Your answer should be only the lines below from the one with "Target: red star balloon" to the one with "Target: metal mullion", repeated exactly, ends included.

- Record extracts:
>>>>
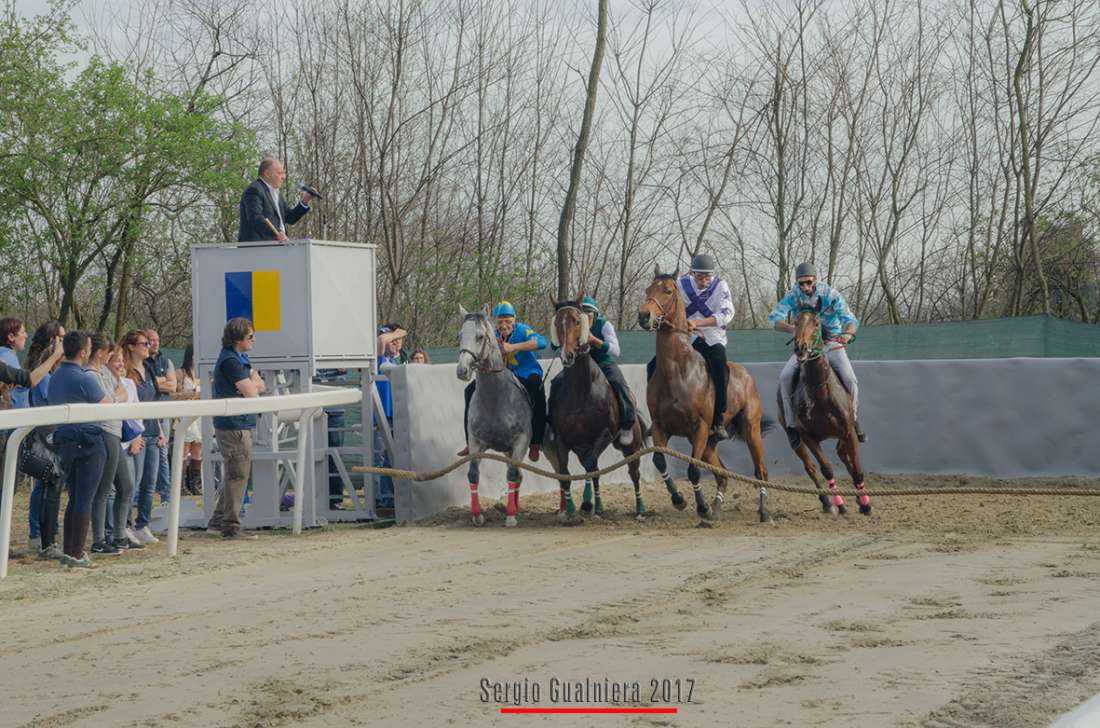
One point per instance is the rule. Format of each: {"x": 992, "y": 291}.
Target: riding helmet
<<<<
>>>>
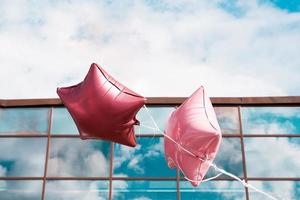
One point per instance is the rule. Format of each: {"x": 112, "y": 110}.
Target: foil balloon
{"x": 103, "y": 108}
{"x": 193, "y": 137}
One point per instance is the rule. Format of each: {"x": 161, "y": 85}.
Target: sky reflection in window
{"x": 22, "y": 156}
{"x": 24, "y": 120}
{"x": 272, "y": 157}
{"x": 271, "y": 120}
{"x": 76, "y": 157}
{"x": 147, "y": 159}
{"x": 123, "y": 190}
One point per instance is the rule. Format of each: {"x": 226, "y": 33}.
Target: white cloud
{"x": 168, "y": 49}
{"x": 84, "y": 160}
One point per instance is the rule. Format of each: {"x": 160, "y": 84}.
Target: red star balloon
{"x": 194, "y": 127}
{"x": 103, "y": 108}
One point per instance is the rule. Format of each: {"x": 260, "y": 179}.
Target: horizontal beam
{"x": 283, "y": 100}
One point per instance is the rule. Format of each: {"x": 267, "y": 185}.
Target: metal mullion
<<<<
- Response area:
Target: red star balloon
{"x": 194, "y": 127}
{"x": 103, "y": 108}
One point per instance is the rule. Format of each: {"x": 260, "y": 179}.
Target: horizontal beam
{"x": 283, "y": 100}
One point per instance is the rule. Format of each: {"x": 267, "y": 185}.
Target: metal mullion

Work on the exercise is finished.